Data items
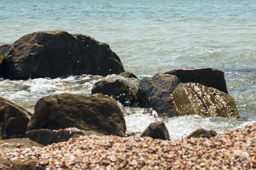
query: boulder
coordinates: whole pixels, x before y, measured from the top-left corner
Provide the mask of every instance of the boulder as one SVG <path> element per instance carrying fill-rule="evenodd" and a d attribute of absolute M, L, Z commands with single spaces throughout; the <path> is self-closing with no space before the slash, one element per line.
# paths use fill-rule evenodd
<path fill-rule="evenodd" d="M 36 104 L 27 131 L 75 127 L 104 135 L 124 136 L 123 113 L 110 99 L 69 94 L 45 96 Z"/>
<path fill-rule="evenodd" d="M 203 117 L 220 116 L 238 117 L 233 97 L 212 87 L 195 83 L 180 84 L 171 94 L 178 116 L 197 115 Z"/>
<path fill-rule="evenodd" d="M 31 115 L 31 113 L 21 107 L 0 97 L 2 138 L 23 137 Z"/>
<path fill-rule="evenodd" d="M 103 134 L 93 130 L 85 131 L 75 129 L 73 130 L 66 129 L 58 130 L 41 129 L 27 131 L 25 137 L 38 144 L 47 146 L 54 143 L 67 141 L 70 138 L 90 135 Z"/>
<path fill-rule="evenodd" d="M 6 44 L 0 46 L 0 53 L 2 53 L 4 55 L 7 55 L 11 48 L 10 44 Z"/>
<path fill-rule="evenodd" d="M 151 123 L 142 132 L 141 136 L 148 136 L 153 139 L 170 140 L 168 130 L 163 121 Z"/>
<path fill-rule="evenodd" d="M 199 129 L 192 132 L 186 138 L 191 137 L 207 137 L 209 138 L 217 135 L 217 134 L 214 130 L 207 130 L 204 129 Z"/>
<path fill-rule="evenodd" d="M 134 74 L 130 71 L 125 71 L 124 72 L 119 74 L 118 75 L 124 78 L 135 78 L 135 79 L 139 79 Z"/>
<path fill-rule="evenodd" d="M 178 116 L 170 95 L 179 83 L 176 76 L 162 73 L 144 77 L 139 83 L 139 105 L 153 108 L 159 115 Z"/>
<path fill-rule="evenodd" d="M 117 104 L 117 102 L 114 99 L 113 97 L 106 95 L 103 95 L 101 93 L 94 93 L 92 95 L 91 97 L 92 97 L 103 98 L 104 99 L 108 99 Z"/>
<path fill-rule="evenodd" d="M 228 94 L 224 72 L 217 68 L 189 68 L 172 70 L 165 74 L 175 75 L 181 83 L 198 83 Z"/>
<path fill-rule="evenodd" d="M 163 73 L 140 81 L 139 103 L 170 117 L 197 115 L 205 117 L 238 117 L 232 97 L 216 88 L 195 83 L 179 84 L 177 76 Z"/>
<path fill-rule="evenodd" d="M 5 78 L 15 79 L 84 74 L 106 76 L 124 71 L 108 44 L 59 31 L 34 32 L 14 42 L 3 69 Z"/>
<path fill-rule="evenodd" d="M 137 106 L 139 83 L 139 80 L 135 78 L 109 75 L 94 84 L 92 94 L 99 93 L 112 96 L 125 106 Z"/>

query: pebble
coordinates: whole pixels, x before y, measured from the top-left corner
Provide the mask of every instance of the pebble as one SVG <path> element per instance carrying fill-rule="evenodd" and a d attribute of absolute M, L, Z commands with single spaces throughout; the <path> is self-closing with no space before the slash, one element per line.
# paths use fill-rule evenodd
<path fill-rule="evenodd" d="M 254 124 L 210 139 L 81 136 L 43 148 L 4 150 L 0 156 L 27 163 L 33 157 L 45 170 L 255 170 L 256 141 Z"/>

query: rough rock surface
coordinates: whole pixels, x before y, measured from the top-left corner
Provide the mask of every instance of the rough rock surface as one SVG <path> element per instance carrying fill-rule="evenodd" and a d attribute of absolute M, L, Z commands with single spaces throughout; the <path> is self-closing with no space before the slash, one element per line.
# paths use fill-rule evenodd
<path fill-rule="evenodd" d="M 139 79 L 134 74 L 130 71 L 125 71 L 119 74 L 118 75 L 121 75 L 124 78 L 135 78 L 135 79 Z"/>
<path fill-rule="evenodd" d="M 138 105 L 139 80 L 124 78 L 119 75 L 109 75 L 96 82 L 92 94 L 99 93 L 112 96 L 125 106 Z"/>
<path fill-rule="evenodd" d="M 1 136 L 3 139 L 23 137 L 32 114 L 24 108 L 0 97 Z"/>
<path fill-rule="evenodd" d="M 141 137 L 148 136 L 153 139 L 169 140 L 168 130 L 163 121 L 151 123 L 141 135 Z"/>
<path fill-rule="evenodd" d="M 10 44 L 6 44 L 0 46 L 0 53 L 2 53 L 5 55 L 7 55 L 10 51 Z"/>
<path fill-rule="evenodd" d="M 180 68 L 168 71 L 165 74 L 176 75 L 181 83 L 198 83 L 228 94 L 224 73 L 217 68 Z"/>
<path fill-rule="evenodd" d="M 54 143 L 67 141 L 70 138 L 78 137 L 80 136 L 103 135 L 93 130 L 78 130 L 72 131 L 68 129 L 58 130 L 52 130 L 46 129 L 37 129 L 27 132 L 25 137 L 38 144 L 46 146 Z"/>
<path fill-rule="evenodd" d="M 178 116 L 197 115 L 203 117 L 238 117 L 233 97 L 216 88 L 195 83 L 180 84 L 171 95 Z"/>
<path fill-rule="evenodd" d="M 153 108 L 159 115 L 177 116 L 170 95 L 179 82 L 176 76 L 161 73 L 144 77 L 139 83 L 139 105 Z"/>
<path fill-rule="evenodd" d="M 2 67 L 4 60 L 5 60 L 5 56 L 3 53 L 0 52 L 0 74 L 2 71 Z"/>
<path fill-rule="evenodd" d="M 104 99 L 108 99 L 117 104 L 117 102 L 114 99 L 113 97 L 106 95 L 103 95 L 101 93 L 94 93 L 92 95 L 91 97 L 93 97 L 103 98 Z"/>
<path fill-rule="evenodd" d="M 152 107 L 159 115 L 239 117 L 231 96 L 198 83 L 179 84 L 174 75 L 158 73 L 144 77 L 139 93 L 140 106 Z"/>
<path fill-rule="evenodd" d="M 192 132 L 187 137 L 207 137 L 209 138 L 217 135 L 217 133 L 214 130 L 207 130 L 204 129 L 199 129 Z"/>
<path fill-rule="evenodd" d="M 126 130 L 123 113 L 115 102 L 69 94 L 45 96 L 39 99 L 27 130 L 70 127 L 120 136 L 124 136 Z"/>
<path fill-rule="evenodd" d="M 124 71 L 119 57 L 105 43 L 63 31 L 39 31 L 11 44 L 4 70 L 7 78 L 55 78 L 84 74 L 106 76 Z"/>

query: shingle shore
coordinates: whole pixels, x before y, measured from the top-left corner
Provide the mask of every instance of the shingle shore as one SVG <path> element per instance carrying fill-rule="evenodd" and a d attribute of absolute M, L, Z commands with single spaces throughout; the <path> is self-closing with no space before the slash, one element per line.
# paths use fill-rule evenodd
<path fill-rule="evenodd" d="M 256 124 L 209 139 L 90 135 L 0 153 L 49 170 L 255 170 Z M 1 156 L 0 155 L 0 156 Z"/>

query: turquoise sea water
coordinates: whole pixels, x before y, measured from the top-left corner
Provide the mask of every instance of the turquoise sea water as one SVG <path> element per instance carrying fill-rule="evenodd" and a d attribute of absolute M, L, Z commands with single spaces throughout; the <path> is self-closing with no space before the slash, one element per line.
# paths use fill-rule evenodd
<path fill-rule="evenodd" d="M 241 118 L 164 120 L 173 139 L 199 127 L 223 132 L 256 121 L 256 1 L 138 1 L 1 0 L 0 45 L 36 31 L 64 30 L 107 43 L 126 70 L 140 77 L 182 67 L 223 70 Z M 0 96 L 32 110 L 44 95 L 90 95 L 98 78 L 4 80 L 0 82 Z M 130 132 L 141 132 L 162 119 L 150 110 L 123 109 Z M 140 126 L 141 121 L 145 126 Z"/>

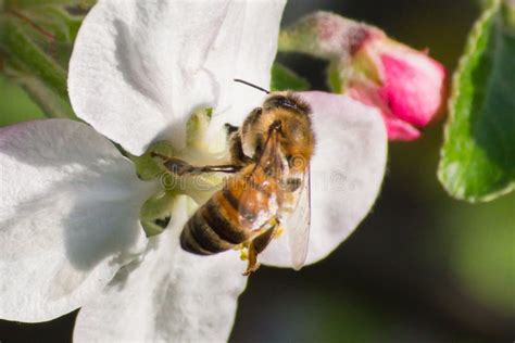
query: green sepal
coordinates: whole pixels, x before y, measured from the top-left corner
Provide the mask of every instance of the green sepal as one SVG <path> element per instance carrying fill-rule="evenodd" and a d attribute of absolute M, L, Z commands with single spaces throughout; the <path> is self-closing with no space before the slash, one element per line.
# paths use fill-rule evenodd
<path fill-rule="evenodd" d="M 159 141 L 150 145 L 141 156 L 127 154 L 136 166 L 136 173 L 141 180 L 152 180 L 160 177 L 165 172 L 163 158 L 152 156 L 153 153 L 172 157 L 176 151 L 168 141 Z"/>
<path fill-rule="evenodd" d="M 290 68 L 275 62 L 272 66 L 271 90 L 296 90 L 303 91 L 310 89 L 310 82 L 297 75 Z"/>
<path fill-rule="evenodd" d="M 186 123 L 186 145 L 194 150 L 204 150 L 206 142 L 205 134 L 213 116 L 213 109 L 199 109 Z"/>
<path fill-rule="evenodd" d="M 147 200 L 140 209 L 140 221 L 147 237 L 162 233 L 169 221 L 177 201 L 174 192 L 161 191 Z"/>
<path fill-rule="evenodd" d="M 338 61 L 334 61 L 329 63 L 329 66 L 327 67 L 327 84 L 331 92 L 334 93 L 343 92 L 343 82 L 340 77 Z"/>

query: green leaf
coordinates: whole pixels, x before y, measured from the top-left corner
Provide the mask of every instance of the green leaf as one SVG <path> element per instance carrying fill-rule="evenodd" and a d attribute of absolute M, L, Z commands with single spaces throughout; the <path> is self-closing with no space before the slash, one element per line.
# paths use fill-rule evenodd
<path fill-rule="evenodd" d="M 310 89 L 310 82 L 291 69 L 276 62 L 272 66 L 271 90 L 276 91 L 287 89 L 297 91 L 307 90 Z"/>
<path fill-rule="evenodd" d="M 79 0 L 0 3 L 0 61 L 49 117 L 76 119 L 66 88 L 67 64 L 87 4 Z"/>
<path fill-rule="evenodd" d="M 515 188 L 515 27 L 508 10 L 501 1 L 485 10 L 453 79 L 438 177 L 451 195 L 470 202 Z"/>

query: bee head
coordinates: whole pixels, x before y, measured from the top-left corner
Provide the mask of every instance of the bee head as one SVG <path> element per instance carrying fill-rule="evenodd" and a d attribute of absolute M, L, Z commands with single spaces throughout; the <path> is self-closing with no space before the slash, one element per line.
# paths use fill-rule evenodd
<path fill-rule="evenodd" d="M 272 93 L 263 103 L 263 110 L 293 111 L 306 116 L 311 114 L 310 105 L 291 91 Z"/>

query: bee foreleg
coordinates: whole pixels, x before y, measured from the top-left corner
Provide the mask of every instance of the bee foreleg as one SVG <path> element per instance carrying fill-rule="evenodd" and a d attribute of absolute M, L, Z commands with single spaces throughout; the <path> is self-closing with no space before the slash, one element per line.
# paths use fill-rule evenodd
<path fill-rule="evenodd" d="M 215 166 L 192 166 L 186 161 L 179 158 L 171 158 L 158 153 L 152 152 L 152 157 L 159 157 L 163 160 L 163 165 L 165 168 L 174 173 L 178 176 L 183 176 L 186 174 L 202 174 L 202 173 L 238 173 L 241 169 L 241 166 L 233 165 L 233 164 L 223 164 L 223 165 L 215 165 Z"/>
<path fill-rule="evenodd" d="M 235 165 L 246 166 L 249 163 L 252 163 L 252 158 L 247 156 L 243 152 L 241 135 L 238 130 L 229 132 L 229 152 L 230 152 L 230 160 L 233 161 L 233 164 Z"/>

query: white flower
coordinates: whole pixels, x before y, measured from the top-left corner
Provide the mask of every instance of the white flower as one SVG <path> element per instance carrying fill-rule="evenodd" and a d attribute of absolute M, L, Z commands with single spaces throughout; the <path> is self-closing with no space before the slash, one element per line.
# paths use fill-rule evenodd
<path fill-rule="evenodd" d="M 238 125 L 269 85 L 284 1 L 99 1 L 70 64 L 70 96 L 90 124 L 48 119 L 0 129 L 0 318 L 43 321 L 77 307 L 74 339 L 217 342 L 228 338 L 247 278 L 237 252 L 196 256 L 168 228 L 147 239 L 139 209 L 159 188 L 133 154 L 184 145 L 185 123 L 215 110 Z M 346 97 L 302 94 L 314 110 L 307 263 L 325 257 L 368 213 L 386 162 L 380 116 Z M 97 131 L 96 131 L 97 130 Z M 100 134 L 98 134 L 100 132 Z M 277 240 L 261 256 L 288 266 Z"/>

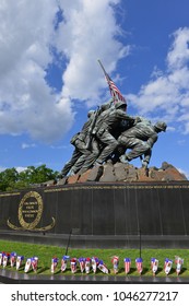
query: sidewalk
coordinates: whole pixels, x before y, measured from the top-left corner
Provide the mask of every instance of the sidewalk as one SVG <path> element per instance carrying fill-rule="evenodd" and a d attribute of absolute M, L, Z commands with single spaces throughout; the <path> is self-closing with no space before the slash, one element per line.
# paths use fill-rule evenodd
<path fill-rule="evenodd" d="M 189 284 L 189 278 L 185 276 L 113 276 L 113 275 L 29 275 L 16 271 L 0 270 L 0 283 L 4 284 Z"/>

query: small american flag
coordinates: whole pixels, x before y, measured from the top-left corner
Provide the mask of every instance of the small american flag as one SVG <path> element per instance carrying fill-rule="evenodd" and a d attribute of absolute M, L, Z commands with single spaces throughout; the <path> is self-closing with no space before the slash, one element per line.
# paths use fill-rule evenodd
<path fill-rule="evenodd" d="M 142 267 L 142 258 L 137 258 L 135 259 L 135 267 L 138 269 L 139 274 L 142 273 L 143 267 Z"/>
<path fill-rule="evenodd" d="M 125 272 L 128 274 L 130 272 L 131 268 L 131 260 L 130 258 L 125 258 Z"/>

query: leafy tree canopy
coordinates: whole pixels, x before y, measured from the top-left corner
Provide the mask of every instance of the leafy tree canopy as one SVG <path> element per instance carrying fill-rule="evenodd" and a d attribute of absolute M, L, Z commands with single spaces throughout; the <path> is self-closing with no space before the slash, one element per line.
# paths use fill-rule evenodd
<path fill-rule="evenodd" d="M 38 167 L 28 166 L 20 173 L 14 167 L 7 168 L 0 173 L 0 191 L 28 188 L 34 184 L 52 180 L 57 174 L 58 172 L 47 168 L 45 164 Z"/>

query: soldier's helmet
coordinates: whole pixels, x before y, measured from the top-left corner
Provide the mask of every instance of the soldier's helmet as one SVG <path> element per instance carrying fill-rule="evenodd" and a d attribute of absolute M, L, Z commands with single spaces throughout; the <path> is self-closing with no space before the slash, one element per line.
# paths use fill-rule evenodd
<path fill-rule="evenodd" d="M 123 101 L 119 101 L 119 102 L 115 103 L 115 107 L 116 108 L 127 107 L 127 103 Z"/>
<path fill-rule="evenodd" d="M 87 117 L 90 118 L 93 114 L 95 114 L 95 110 L 94 110 L 94 109 L 88 110 Z"/>
<path fill-rule="evenodd" d="M 157 121 L 155 125 L 154 125 L 155 128 L 157 128 L 158 130 L 161 131 L 166 131 L 166 128 L 167 128 L 167 125 L 164 122 L 164 121 Z"/>

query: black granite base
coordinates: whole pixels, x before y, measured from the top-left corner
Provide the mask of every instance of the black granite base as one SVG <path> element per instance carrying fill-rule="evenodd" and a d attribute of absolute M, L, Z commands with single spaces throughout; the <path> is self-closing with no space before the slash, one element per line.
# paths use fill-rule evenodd
<path fill-rule="evenodd" d="M 188 248 L 189 183 L 93 183 L 0 193 L 0 237 L 80 248 Z"/>

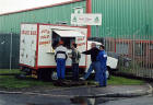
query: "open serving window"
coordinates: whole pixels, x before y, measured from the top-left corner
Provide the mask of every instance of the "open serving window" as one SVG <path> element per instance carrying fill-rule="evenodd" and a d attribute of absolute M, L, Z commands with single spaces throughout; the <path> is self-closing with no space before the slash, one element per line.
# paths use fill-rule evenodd
<path fill-rule="evenodd" d="M 55 49 L 58 44 L 59 40 L 62 40 L 64 43 L 63 46 L 66 46 L 68 49 L 71 49 L 71 45 L 72 43 L 76 43 L 75 39 L 76 37 L 83 37 L 84 35 L 82 35 L 80 32 L 76 31 L 66 31 L 66 30 L 54 30 L 52 31 L 52 48 Z"/>

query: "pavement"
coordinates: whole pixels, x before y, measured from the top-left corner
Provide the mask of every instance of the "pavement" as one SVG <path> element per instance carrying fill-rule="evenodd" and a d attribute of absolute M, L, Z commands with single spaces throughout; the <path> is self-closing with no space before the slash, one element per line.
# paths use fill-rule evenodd
<path fill-rule="evenodd" d="M 55 97 L 134 97 L 148 95 L 153 92 L 151 84 L 145 83 L 143 85 L 107 85 L 106 88 L 95 88 L 90 85 L 60 88 L 60 89 L 46 89 L 46 90 L 33 90 L 30 92 L 10 92 L 0 91 L 0 94 L 26 94 L 26 95 L 44 95 Z"/>

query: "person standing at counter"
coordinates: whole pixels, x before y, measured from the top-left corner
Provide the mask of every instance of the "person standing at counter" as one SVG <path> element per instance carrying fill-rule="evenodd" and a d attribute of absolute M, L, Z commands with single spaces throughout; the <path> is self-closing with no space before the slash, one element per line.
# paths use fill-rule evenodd
<path fill-rule="evenodd" d="M 55 50 L 55 60 L 57 62 L 57 75 L 58 80 L 64 79 L 66 60 L 68 58 L 67 48 L 63 46 L 63 42 L 59 42 L 59 46 Z"/>
<path fill-rule="evenodd" d="M 76 49 L 76 44 L 72 44 L 72 71 L 73 71 L 73 80 L 79 80 L 79 62 L 80 62 L 81 54 Z"/>

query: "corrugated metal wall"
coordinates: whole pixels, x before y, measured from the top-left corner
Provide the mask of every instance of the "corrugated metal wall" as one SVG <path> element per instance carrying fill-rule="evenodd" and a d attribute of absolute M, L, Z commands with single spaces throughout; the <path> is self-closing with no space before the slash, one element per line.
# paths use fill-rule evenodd
<path fill-rule="evenodd" d="M 10 35 L 13 33 L 13 51 L 12 51 L 12 67 L 17 68 L 19 63 L 19 38 L 21 23 L 51 23 L 67 22 L 70 25 L 71 13 L 74 8 L 82 7 L 84 12 L 86 10 L 86 2 L 73 2 L 69 4 L 56 5 L 51 8 L 37 9 L 33 11 L 19 12 L 13 14 L 0 15 L 0 68 L 10 67 Z M 4 40 L 3 37 L 5 36 Z M 3 55 L 4 54 L 4 55 Z"/>
<path fill-rule="evenodd" d="M 98 37 L 119 58 L 119 72 L 153 79 L 153 0 L 92 0 L 103 14 Z M 92 26 L 92 36 L 96 26 Z"/>
<path fill-rule="evenodd" d="M 96 35 L 96 26 L 92 26 L 92 37 L 105 37 L 108 55 L 119 59 L 119 72 L 132 73 L 138 77 L 153 79 L 153 0 L 92 0 L 93 13 L 103 14 L 103 23 L 99 34 Z M 70 14 L 73 8 L 83 7 L 86 2 L 75 2 L 51 8 L 37 9 L 14 14 L 0 15 L 0 35 L 13 33 L 13 37 L 20 36 L 20 24 L 67 22 L 70 24 Z M 1 36 L 2 37 L 2 36 Z M 0 40 L 1 59 L 9 60 L 9 45 L 2 45 Z M 19 37 L 14 38 L 19 42 Z M 13 48 L 16 47 L 13 43 Z M 3 56 L 7 55 L 7 56 Z M 19 49 L 13 50 L 12 59 L 19 59 Z M 15 60 L 16 61 L 16 60 Z M 17 61 L 14 63 L 17 65 Z M 8 63 L 8 62 L 0 62 Z M 13 63 L 12 63 L 13 65 Z M 7 66 L 0 68 L 5 68 Z M 9 63 L 8 63 L 9 67 Z"/>

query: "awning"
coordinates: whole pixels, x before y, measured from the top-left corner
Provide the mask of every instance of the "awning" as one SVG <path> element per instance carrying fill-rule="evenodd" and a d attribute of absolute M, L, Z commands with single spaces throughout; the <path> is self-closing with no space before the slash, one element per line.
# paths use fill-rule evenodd
<path fill-rule="evenodd" d="M 80 32 L 76 31 L 59 31 L 59 30 L 54 30 L 55 33 L 57 33 L 61 37 L 81 37 L 84 36 Z"/>

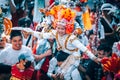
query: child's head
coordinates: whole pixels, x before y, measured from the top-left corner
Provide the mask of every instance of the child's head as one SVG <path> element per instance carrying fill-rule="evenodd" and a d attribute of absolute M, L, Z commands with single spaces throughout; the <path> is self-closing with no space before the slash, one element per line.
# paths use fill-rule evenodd
<path fill-rule="evenodd" d="M 67 59 L 68 56 L 69 54 L 63 51 L 58 51 L 56 56 L 58 66 L 60 66 Z"/>

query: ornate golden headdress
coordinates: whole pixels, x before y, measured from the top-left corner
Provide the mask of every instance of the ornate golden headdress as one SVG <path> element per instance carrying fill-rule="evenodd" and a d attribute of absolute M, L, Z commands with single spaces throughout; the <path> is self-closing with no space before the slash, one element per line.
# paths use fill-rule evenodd
<path fill-rule="evenodd" d="M 54 6 L 50 10 L 50 14 L 54 17 L 53 27 L 61 24 L 66 27 L 66 33 L 72 33 L 74 30 L 74 19 L 76 13 L 70 8 L 66 8 L 63 5 Z"/>

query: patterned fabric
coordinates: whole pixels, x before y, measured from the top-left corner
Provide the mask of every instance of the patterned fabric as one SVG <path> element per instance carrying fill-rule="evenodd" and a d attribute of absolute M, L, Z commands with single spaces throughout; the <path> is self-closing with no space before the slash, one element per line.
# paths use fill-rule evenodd
<path fill-rule="evenodd" d="M 11 71 L 12 77 L 10 80 L 31 80 L 33 71 L 33 67 L 20 71 L 16 65 L 13 65 Z"/>

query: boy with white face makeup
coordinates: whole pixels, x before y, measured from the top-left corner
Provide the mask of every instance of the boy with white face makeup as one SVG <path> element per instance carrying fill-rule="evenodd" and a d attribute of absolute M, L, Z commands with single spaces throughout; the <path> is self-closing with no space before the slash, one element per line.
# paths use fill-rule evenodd
<path fill-rule="evenodd" d="M 71 75 L 71 72 L 79 65 L 80 56 L 81 56 L 81 54 L 79 53 L 80 50 L 82 52 L 85 52 L 90 57 L 90 59 L 94 61 L 99 61 L 99 59 L 96 56 L 94 56 L 79 41 L 79 39 L 75 35 L 66 33 L 66 21 L 64 19 L 57 23 L 56 30 L 52 30 L 49 33 L 42 33 L 42 32 L 27 30 L 27 28 L 24 30 L 36 36 L 37 38 L 44 38 L 44 39 L 55 38 L 56 39 L 57 49 L 70 54 L 70 56 L 60 66 L 61 69 L 59 71 L 61 74 L 69 73 L 68 77 Z M 74 79 L 74 80 L 79 80 L 79 79 Z"/>
<path fill-rule="evenodd" d="M 0 63 L 13 65 L 19 62 L 18 57 L 21 53 L 25 53 L 30 61 L 34 60 L 30 48 L 22 45 L 22 35 L 20 31 L 13 30 L 10 34 L 11 46 L 5 48 L 0 53 Z"/>

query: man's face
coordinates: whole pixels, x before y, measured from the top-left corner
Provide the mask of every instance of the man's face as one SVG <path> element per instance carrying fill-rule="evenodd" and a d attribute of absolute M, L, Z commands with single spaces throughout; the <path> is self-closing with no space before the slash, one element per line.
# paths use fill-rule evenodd
<path fill-rule="evenodd" d="M 4 48 L 6 44 L 6 38 L 2 37 L 2 39 L 0 40 L 0 49 Z"/>
<path fill-rule="evenodd" d="M 22 47 L 22 37 L 21 36 L 15 36 L 11 39 L 12 48 L 14 50 L 20 50 Z"/>

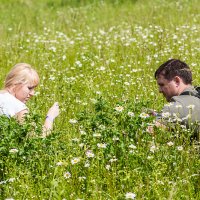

- _Task objective_:
Identify every line in the listing above that contains the string "awning", treating uppercase and lowercase as different, and copy each of those lines.

- _Solved problem_:
query: "awning"
Provide the mask of every instance of the "awning" as one SVG <path> element per instance carrying fill-rule="evenodd" and a d attribute of absolute M, L, Z commands with single spaces throughout; the <path> is self-closing with no space before the slash, one element per line.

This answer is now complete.